Data records ->
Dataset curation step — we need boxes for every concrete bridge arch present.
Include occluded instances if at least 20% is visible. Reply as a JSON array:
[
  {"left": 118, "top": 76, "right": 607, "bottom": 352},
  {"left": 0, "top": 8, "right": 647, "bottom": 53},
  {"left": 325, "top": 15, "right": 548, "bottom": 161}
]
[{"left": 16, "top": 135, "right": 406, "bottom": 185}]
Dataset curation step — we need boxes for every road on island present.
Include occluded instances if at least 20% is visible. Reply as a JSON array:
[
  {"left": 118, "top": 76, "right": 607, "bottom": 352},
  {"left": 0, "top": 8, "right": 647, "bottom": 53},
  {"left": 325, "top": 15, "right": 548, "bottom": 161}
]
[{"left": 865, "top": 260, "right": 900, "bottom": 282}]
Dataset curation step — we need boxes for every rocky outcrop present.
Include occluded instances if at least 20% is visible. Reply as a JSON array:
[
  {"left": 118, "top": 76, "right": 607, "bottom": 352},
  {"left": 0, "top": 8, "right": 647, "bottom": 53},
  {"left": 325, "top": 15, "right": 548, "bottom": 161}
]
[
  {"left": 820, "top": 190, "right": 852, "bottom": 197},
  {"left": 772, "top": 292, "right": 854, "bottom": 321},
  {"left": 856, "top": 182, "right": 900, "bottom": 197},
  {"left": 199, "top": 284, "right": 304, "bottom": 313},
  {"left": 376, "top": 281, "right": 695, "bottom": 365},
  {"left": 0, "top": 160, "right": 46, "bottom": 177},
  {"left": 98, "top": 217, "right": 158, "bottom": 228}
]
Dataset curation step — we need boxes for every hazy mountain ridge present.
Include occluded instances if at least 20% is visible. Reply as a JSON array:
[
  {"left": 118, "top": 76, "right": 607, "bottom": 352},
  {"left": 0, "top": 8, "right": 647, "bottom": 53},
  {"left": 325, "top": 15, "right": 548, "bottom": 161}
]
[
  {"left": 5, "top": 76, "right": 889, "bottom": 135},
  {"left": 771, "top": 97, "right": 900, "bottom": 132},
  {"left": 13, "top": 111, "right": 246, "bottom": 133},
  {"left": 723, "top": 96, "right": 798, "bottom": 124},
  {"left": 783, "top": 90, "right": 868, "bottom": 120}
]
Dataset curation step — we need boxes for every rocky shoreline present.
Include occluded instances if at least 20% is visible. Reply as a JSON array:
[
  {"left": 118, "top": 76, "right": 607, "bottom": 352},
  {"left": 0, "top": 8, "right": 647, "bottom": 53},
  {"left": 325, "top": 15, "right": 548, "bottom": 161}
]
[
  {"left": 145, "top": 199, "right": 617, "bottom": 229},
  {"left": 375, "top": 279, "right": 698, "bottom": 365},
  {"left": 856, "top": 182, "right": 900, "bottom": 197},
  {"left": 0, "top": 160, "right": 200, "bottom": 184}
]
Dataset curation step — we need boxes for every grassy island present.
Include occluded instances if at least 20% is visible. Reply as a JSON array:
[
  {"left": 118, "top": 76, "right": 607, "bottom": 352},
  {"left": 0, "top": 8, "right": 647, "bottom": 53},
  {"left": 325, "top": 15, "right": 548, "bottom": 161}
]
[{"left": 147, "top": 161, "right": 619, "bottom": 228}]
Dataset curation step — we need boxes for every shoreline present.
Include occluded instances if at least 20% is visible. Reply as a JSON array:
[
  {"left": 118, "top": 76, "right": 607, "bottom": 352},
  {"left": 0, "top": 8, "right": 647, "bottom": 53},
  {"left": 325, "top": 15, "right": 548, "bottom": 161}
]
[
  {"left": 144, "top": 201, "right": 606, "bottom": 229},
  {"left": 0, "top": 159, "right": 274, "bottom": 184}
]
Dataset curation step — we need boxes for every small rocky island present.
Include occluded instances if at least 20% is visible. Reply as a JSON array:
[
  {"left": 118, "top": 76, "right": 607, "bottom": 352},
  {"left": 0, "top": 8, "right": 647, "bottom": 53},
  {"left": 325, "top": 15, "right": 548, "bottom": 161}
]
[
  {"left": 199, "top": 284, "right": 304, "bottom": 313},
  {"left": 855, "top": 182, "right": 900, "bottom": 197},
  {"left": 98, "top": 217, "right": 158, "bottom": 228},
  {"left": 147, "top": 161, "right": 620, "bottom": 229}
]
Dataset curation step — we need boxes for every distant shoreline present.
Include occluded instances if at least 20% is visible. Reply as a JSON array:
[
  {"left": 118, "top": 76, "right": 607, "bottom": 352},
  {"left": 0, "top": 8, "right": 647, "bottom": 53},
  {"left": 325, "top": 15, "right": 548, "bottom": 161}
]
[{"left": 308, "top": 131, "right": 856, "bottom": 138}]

What is needed ->
Using the records above, report how many lines include "every", with no words around the number.

Task result ->
9